Aim of the exercise:
Can you continue the Sony Xperia Z review from its final sentence?

Source excerpt:
-------
The lack of other buttons and markings is down to the phone being waterproof – the headphone socket, charging point and sim card and microSD card slots are all hidden under flaps which give a streamlined appearance to the phone.
Sony Xperia Z: Features
Sony has made sure all the features you'd expect in a high-end smartphone are there. NFC? Check. Quad-core chip? Check. Decent camera? Double-check. And 4G connectivity? Check – in fact it comes with all the frequencies of LTE that the UK will have, so all networks will be happy.
One more thing: as mentioned above, it's waterproof, so you can retrieve it from the toilet bowl (maybe rinse it afterwards, mind) or bath. Texting in the shower is now a possibility, though, seriously? Must you? Note that the price you pay is that there are fiddly flaps to keep water out of the earphone socket and so on.
Sony says the phone can sit in water to a depth of 1 metre for up to 30 minutes without problems, so don't just leave it in the bath overnight. And anyway, you should let the water run away when you get out of the bath.
Sony Xperia Z: Camera
The camera is great: the 13MP resolution is higher than most rivals can muster and has lots of features including Sweep Panorama – a Sony camera speciality with a simple sweeping movement that came along before the similar iPhone feature.
There's also Smile Shutter which recognises when your subject is smiling and takes the shot without you even having to touch the screen. It's reasonably fast and even works well in lower light situations – usually a cameraphone's Achilles' heel.
Were this a Windows Phone handset, a physical camera button would be mandatory and would work even when the phone was in standby – a fine way of activating the snapper when you're in a hurry for a celeb spot. But there's no button here, though a shortcut on the lock screen at least makes it almost as quick. And you can even set the camera to automatically take a shot on launch, which may be handy.
-------
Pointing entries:
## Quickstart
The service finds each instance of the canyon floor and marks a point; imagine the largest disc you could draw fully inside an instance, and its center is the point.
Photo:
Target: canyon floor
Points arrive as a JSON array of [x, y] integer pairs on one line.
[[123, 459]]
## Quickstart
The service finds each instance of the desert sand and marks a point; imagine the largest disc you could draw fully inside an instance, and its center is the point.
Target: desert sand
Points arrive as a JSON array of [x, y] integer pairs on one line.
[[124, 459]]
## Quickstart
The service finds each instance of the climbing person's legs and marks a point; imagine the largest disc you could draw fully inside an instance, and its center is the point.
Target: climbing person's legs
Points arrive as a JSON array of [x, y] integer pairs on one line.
-------
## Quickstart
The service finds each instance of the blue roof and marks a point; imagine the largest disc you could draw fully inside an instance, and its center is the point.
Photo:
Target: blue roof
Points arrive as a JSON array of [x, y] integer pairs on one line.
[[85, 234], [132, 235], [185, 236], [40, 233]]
-------
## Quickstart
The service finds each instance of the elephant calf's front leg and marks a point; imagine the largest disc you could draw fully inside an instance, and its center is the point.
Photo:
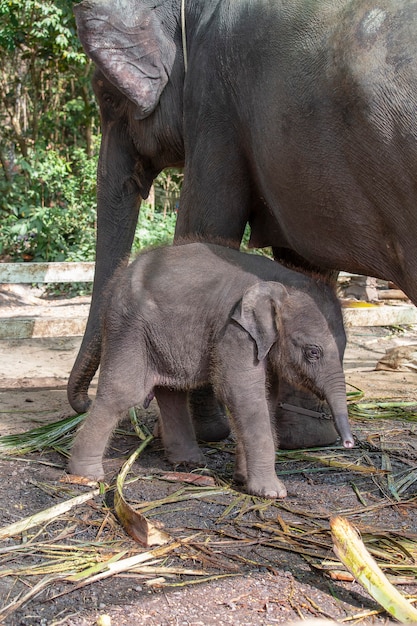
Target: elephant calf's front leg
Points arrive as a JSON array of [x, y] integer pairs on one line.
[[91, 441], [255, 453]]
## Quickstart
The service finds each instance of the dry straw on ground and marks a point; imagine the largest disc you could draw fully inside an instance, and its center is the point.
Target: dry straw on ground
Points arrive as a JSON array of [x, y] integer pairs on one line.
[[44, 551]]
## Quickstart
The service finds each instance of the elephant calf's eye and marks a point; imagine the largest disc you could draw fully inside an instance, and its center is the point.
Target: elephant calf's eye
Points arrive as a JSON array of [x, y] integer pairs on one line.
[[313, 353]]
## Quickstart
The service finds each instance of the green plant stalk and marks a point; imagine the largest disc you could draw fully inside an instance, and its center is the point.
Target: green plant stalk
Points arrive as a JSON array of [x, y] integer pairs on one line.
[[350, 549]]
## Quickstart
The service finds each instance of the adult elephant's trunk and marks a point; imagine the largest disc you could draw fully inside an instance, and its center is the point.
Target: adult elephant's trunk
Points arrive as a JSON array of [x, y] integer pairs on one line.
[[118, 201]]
-------
Result for this exercise:
The focus, by tapping on the screen where you want it to look sharpest, as on the iPhone, is simple enough and unlike many phone cameras, Sony has built a lot of intelligence in. The Superior Auto mode, especially, is good at reading the situation and adjusting exposure accordingly.
Beyond that there are lots of effects and settings such as smile detection so the camera shoots when your subject smiles with no help from you, or panorama and burst modes. Panorama shots are something Sony cameras have made a feature of for some time now and that expertise is evident here, too.
HDR (high dynamic range, where a series of shots are taken in quick succession and combined to create the best, most dramatic result) is in evidence here, and certainly improves images.
For all these features, though, the shots are not as glorious as the HTC One with its fewer, bigger pixels that can drag in light more accurately.
Video is a different matter, with strong, impressive results – high quality footage and excellent stabilisation when you're shakier than you should be. You can shoot at full HD resolution at 30 frames per second and the video is good enough to be proud of. Though remember that the files are big and may be difficult to share.
Sony Xperia Z: Screen
The shots you take, or the video you film, looks great on the Xperia Z's 5in screen. Actually, anything looks pretty good on this screen because it has an exceptionally high-resolution (1080 x 1920, so Full HD – as many pixels as on a full HD flatscreen TV). This gives the screen a resolution of about 441ppi, against 324ppi on the already pretty impressive iPhone 5 screen.
The Galaxy S4 matches this and the HTC One is the only phone to beat it, with its remarkable 469ppi resolution, achieved because it has the same number of pixels in its smaller, 4.7in screen.
And it uses Sony technology from the company's TV department to make those plentiful pixels gleam, in what's called the Sony Mobile Bravia Engine 2. Whatever the black magic it works, the results are highly impressive: rich, detailed, colourful without being over-saturated and butter-smooth for video playback.
This level of detail works well for everything, making type on web pages or ebooks looks superbly sharp and video very enjoyable. Games are similarly sumptuous and vivid with fast, smooth frame rates.
Sony Xperia Z: Performance
That 1.5GHz processor is a Qualcomm MDM9215M quad-core Krait model so is, as you'd expect, very swift indeed. As more demanding apps arrive it should have more than enough slack to keep things ticking along happily enough.
For now, it's lightning-fast even with multiple apps running. The truth is that few phones actually need processors quite this fast just yet but it's good to have more than enough power than not enough, right?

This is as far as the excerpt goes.